Given problem :: Please copy every line of the items below, requests included, multiplying each coordinate in the answers by 0.75 and rounding to whole numbers, with halves rounded up.

## BEGIN

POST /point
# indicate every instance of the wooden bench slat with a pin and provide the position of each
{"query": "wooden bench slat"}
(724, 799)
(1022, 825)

## END

Exercise output ::
POST /point
# indicate every instance of the wooden bench slat with a pin and provide the position of each
{"query": "wooden bench slat"}
(543, 599)
(767, 619)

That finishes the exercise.